- **Goal**:
Output, verbatim, the passage of the Sunday outing account that begins at the words "I then headed" and stops after "were running late.".

··· Source document ···

Sunday was lazy to start with and grew increasingly busy. We had a picnic in Central Park, the kids playing on the grass. It was a pretty upmarket picnic – some delicious deli food and lovely wine. We hid under umbrellas when it rained.

I then headed back to the Winter Garden at the World Financial Center for Bang on a Can. It was on all day – literally, running from 8pm on Saturday non-stop through to 10pm on Sunday - and I aimed to turn up to see a few specific acts. Of course they were running late.

First up I saw Dalek. Industrial-metal-hiphop, I’d say; not easy to listen to, for me – it sounded like noise, which I think was the idea, but I have never been keen on industrial music. (I once went to a gig in St Mary’s Cathedral which involved chainsaws cutting through steel; it was an interesting experience, but once experienced I was happy to consign it to memory. Test Department, I think it was.)

Next up were world musicians called Mashriq, from that area. This was interesting and lively – people were dancing.

··· Dataset extract ···

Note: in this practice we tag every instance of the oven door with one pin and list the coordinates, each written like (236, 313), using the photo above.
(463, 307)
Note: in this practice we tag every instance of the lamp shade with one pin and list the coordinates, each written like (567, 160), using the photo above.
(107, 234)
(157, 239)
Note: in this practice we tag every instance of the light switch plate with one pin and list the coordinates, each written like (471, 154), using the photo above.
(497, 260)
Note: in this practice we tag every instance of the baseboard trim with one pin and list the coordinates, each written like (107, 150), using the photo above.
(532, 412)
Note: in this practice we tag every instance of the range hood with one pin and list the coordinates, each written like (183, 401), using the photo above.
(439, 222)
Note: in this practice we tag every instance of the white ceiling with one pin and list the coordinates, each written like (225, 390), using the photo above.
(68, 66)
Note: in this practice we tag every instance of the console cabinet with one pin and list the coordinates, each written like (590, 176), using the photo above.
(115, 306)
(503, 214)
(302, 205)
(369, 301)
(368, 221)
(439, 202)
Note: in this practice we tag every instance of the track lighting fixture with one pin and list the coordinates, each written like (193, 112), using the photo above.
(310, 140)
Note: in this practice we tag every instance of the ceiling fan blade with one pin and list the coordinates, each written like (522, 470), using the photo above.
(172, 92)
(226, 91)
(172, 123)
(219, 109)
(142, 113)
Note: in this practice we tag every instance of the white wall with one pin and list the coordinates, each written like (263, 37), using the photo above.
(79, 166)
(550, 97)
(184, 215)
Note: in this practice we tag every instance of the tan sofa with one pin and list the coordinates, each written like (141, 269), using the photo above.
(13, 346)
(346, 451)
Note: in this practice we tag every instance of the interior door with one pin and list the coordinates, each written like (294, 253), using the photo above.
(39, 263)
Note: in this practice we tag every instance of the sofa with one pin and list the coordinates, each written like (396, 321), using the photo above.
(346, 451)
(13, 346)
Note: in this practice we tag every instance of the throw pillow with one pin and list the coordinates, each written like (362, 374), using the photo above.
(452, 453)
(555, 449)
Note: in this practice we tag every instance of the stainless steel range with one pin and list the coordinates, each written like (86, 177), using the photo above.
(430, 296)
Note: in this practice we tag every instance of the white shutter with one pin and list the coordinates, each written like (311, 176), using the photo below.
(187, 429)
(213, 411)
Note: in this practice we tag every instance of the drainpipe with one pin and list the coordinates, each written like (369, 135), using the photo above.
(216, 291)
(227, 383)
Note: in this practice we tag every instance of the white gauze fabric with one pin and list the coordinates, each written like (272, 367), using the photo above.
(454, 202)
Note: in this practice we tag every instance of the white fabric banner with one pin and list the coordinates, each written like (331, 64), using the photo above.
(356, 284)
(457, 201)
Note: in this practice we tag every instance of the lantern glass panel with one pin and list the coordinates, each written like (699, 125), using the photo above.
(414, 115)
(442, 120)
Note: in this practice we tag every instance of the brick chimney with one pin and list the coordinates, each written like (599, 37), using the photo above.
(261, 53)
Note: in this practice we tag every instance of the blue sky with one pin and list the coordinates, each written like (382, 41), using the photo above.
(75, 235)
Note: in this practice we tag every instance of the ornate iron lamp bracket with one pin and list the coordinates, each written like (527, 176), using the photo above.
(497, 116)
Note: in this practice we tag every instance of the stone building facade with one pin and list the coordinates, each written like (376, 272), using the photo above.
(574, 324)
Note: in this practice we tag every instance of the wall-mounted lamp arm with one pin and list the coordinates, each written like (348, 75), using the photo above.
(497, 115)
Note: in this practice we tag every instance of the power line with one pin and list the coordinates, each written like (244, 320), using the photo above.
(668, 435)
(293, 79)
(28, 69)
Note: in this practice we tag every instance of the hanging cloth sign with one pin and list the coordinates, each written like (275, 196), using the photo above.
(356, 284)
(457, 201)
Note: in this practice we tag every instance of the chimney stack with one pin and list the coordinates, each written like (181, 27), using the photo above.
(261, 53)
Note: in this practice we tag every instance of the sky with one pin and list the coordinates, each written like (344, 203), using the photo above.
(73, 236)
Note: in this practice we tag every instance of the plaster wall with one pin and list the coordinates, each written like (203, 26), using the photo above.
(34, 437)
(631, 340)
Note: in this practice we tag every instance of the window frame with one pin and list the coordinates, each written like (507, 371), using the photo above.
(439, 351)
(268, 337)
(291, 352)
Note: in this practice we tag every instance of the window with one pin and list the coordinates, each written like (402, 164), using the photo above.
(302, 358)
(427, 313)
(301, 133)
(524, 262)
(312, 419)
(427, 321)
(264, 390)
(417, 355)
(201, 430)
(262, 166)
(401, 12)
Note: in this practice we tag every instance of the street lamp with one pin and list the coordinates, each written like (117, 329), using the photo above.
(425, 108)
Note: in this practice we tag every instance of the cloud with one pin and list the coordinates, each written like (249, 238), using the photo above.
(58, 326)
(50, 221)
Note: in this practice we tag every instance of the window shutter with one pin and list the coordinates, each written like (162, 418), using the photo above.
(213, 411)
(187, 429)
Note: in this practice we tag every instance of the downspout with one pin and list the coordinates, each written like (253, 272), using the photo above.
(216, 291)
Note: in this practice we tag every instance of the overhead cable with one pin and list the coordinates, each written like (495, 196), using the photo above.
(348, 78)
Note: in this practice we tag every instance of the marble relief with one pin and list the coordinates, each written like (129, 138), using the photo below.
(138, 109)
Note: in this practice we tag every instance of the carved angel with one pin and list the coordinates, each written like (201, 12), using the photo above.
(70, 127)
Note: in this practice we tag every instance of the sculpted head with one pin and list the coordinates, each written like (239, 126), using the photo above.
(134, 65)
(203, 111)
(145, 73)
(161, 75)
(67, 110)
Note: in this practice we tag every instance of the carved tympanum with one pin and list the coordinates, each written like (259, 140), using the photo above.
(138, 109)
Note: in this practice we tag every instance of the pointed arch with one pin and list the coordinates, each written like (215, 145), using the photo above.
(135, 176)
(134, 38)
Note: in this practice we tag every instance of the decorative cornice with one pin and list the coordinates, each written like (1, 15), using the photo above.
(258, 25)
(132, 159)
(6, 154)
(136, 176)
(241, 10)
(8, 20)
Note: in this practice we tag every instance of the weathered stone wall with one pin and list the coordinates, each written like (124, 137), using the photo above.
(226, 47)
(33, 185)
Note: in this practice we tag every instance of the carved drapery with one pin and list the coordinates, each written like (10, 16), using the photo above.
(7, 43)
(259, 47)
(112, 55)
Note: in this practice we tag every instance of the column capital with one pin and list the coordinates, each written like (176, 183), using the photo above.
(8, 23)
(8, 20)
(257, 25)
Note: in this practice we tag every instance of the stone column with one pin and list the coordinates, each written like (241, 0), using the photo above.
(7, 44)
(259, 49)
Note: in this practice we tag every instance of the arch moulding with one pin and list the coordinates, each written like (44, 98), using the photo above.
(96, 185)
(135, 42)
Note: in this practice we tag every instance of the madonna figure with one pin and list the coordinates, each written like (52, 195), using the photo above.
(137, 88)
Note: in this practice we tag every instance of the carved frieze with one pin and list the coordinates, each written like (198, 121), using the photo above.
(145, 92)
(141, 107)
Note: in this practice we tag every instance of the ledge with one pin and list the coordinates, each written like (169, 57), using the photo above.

···

- **Response to the exercise**:
I then headed back to the Winter Garden at the World Financial Center for Bang on a Can. It was on all day – literally, running from 8pm on Saturday non-stop through to 10pm on Sunday - and I aimed to turn up to see a few specific acts. Of course they were running late.